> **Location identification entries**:
++++

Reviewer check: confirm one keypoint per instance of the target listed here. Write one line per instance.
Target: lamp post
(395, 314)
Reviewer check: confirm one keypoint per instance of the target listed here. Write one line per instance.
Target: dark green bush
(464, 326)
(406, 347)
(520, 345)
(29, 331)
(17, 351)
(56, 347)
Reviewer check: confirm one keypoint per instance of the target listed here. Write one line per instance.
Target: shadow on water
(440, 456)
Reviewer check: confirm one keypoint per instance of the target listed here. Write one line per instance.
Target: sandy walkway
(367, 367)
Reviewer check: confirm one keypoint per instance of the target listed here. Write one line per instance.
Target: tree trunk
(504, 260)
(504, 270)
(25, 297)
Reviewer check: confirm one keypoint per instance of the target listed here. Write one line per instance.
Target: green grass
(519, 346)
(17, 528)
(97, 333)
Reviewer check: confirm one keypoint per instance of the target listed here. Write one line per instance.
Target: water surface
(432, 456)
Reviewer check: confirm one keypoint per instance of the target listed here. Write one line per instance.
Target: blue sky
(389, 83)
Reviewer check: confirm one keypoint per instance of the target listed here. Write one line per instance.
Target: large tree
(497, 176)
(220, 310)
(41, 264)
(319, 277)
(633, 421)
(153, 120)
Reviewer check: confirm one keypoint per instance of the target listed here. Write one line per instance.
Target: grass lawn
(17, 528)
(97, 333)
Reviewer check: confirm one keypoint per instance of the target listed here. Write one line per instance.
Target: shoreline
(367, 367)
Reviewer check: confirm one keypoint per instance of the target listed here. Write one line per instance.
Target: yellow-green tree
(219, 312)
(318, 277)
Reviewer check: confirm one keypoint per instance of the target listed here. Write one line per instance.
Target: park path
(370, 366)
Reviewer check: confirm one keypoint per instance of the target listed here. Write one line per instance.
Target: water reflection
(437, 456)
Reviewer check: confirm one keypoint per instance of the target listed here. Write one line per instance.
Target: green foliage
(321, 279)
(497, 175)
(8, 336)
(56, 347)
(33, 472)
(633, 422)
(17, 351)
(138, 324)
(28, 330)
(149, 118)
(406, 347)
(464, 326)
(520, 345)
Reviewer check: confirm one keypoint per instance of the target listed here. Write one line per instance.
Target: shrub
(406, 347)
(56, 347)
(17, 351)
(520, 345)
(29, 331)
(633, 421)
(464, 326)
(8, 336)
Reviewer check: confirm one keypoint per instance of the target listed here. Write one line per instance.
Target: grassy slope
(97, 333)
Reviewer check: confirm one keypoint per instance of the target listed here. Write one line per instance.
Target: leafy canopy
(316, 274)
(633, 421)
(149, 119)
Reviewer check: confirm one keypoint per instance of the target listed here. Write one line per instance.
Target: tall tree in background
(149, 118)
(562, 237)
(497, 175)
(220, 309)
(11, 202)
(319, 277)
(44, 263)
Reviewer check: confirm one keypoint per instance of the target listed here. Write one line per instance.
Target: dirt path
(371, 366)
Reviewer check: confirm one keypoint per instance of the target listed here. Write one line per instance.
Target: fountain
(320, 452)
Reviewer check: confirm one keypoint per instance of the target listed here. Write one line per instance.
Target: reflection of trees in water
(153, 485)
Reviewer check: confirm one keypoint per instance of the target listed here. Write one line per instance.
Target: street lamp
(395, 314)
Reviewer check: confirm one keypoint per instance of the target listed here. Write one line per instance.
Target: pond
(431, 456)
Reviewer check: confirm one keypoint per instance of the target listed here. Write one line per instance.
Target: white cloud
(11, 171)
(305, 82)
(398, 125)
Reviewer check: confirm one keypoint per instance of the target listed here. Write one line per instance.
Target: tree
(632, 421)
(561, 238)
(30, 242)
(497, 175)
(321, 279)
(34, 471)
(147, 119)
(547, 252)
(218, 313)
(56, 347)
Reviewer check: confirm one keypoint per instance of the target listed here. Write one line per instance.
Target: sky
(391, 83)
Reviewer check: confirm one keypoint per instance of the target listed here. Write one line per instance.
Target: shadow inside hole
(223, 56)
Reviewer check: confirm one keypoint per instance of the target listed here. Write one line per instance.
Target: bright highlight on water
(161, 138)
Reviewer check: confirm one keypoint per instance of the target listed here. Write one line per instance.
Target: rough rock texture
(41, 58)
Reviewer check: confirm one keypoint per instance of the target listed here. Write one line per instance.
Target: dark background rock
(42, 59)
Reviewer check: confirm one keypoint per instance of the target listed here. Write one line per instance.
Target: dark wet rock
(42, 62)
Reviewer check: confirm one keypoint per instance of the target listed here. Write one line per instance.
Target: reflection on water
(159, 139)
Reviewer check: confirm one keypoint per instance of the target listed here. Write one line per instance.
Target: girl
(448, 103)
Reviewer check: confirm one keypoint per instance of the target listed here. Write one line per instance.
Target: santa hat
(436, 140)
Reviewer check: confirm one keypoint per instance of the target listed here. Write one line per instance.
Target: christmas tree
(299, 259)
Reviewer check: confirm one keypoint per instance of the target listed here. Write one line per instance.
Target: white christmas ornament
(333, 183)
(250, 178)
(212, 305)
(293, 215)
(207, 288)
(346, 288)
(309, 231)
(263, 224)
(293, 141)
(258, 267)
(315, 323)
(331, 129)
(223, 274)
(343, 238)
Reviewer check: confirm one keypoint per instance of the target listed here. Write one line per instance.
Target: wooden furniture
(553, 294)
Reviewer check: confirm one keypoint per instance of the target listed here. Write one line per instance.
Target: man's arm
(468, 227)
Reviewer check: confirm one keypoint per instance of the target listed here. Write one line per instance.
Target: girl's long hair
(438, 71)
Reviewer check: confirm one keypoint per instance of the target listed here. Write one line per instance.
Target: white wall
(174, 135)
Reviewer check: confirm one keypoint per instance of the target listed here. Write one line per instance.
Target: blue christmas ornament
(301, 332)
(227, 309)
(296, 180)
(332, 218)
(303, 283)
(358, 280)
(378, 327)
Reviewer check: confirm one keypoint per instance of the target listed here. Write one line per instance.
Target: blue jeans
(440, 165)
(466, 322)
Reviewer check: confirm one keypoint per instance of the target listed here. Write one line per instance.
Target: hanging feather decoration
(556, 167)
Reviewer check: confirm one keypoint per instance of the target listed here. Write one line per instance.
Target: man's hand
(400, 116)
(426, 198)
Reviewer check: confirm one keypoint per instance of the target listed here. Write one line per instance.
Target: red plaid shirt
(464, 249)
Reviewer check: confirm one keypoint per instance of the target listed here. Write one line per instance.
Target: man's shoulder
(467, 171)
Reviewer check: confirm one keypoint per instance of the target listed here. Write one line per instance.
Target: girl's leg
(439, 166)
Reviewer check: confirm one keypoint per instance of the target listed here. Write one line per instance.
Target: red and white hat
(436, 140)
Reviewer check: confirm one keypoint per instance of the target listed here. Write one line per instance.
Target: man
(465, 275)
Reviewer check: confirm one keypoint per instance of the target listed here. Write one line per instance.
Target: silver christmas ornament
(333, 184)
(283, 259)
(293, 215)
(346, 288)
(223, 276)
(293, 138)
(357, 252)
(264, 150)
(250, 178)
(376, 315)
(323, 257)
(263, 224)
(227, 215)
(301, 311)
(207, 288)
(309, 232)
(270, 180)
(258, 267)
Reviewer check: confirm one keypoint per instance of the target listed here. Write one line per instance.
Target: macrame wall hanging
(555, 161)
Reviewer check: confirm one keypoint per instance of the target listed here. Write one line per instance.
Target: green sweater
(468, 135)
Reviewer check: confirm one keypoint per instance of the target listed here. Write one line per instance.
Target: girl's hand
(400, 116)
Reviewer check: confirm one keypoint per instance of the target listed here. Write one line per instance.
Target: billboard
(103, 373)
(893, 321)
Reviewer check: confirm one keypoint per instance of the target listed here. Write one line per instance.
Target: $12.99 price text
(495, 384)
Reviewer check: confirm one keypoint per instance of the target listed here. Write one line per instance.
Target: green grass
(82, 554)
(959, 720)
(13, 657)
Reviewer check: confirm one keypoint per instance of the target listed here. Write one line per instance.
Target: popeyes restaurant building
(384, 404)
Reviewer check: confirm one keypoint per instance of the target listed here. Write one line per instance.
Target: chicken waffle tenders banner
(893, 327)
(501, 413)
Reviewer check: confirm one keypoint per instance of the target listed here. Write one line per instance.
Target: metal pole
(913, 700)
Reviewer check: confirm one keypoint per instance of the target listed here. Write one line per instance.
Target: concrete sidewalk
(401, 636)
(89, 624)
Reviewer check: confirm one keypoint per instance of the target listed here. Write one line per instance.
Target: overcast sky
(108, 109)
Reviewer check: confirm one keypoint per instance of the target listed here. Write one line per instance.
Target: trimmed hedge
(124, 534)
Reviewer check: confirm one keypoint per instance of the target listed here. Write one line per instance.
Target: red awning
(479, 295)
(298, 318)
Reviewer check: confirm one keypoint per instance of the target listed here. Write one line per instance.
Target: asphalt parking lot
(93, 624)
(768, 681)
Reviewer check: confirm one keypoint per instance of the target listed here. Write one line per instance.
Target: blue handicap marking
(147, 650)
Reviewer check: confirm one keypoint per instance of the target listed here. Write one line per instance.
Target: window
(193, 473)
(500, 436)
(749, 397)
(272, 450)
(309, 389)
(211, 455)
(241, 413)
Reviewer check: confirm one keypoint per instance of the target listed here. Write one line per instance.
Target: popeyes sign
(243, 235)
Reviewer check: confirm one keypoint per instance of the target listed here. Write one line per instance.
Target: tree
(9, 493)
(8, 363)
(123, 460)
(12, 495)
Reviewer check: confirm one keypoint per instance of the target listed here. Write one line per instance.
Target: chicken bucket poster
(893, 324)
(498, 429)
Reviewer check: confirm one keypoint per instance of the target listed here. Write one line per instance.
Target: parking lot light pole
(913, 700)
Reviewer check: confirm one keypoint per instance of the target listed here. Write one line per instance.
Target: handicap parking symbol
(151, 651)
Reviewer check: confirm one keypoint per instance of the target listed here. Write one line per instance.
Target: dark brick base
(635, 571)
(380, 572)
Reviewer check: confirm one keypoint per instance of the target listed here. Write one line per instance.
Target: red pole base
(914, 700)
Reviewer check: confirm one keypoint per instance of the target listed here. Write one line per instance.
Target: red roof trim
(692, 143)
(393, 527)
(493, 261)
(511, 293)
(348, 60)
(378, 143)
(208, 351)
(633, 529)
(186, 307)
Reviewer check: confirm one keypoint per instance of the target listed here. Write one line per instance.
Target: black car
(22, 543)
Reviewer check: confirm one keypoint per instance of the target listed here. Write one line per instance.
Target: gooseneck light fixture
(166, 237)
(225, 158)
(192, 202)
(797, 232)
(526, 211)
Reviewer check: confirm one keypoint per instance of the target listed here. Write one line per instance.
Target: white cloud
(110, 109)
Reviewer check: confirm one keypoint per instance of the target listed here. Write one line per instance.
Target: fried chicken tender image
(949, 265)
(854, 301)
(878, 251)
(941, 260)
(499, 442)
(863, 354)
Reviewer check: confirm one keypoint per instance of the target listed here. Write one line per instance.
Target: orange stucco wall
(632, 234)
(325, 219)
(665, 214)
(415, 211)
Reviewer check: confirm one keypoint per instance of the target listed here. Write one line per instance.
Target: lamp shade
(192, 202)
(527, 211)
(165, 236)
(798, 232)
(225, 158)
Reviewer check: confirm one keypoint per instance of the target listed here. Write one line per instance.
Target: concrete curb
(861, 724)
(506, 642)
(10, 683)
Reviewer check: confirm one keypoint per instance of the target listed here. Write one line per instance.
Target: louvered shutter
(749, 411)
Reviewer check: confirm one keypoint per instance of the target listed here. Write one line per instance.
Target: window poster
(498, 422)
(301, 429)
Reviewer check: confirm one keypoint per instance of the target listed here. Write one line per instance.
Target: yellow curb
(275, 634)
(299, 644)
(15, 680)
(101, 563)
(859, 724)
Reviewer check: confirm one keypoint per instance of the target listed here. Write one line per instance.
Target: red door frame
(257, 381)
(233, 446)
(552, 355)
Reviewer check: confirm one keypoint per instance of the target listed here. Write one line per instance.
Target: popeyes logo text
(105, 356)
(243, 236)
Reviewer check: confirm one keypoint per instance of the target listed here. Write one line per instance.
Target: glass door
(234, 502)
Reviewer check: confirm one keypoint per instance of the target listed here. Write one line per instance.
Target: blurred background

++++

> **Task to carry out**:
Show each line above that contains the word "christmas", copied in full.

> **Output of the exercise**:
Target: christmas tree
Target: white christmas ornament
Target: blue christmas ornament
Target: silver christmas ornament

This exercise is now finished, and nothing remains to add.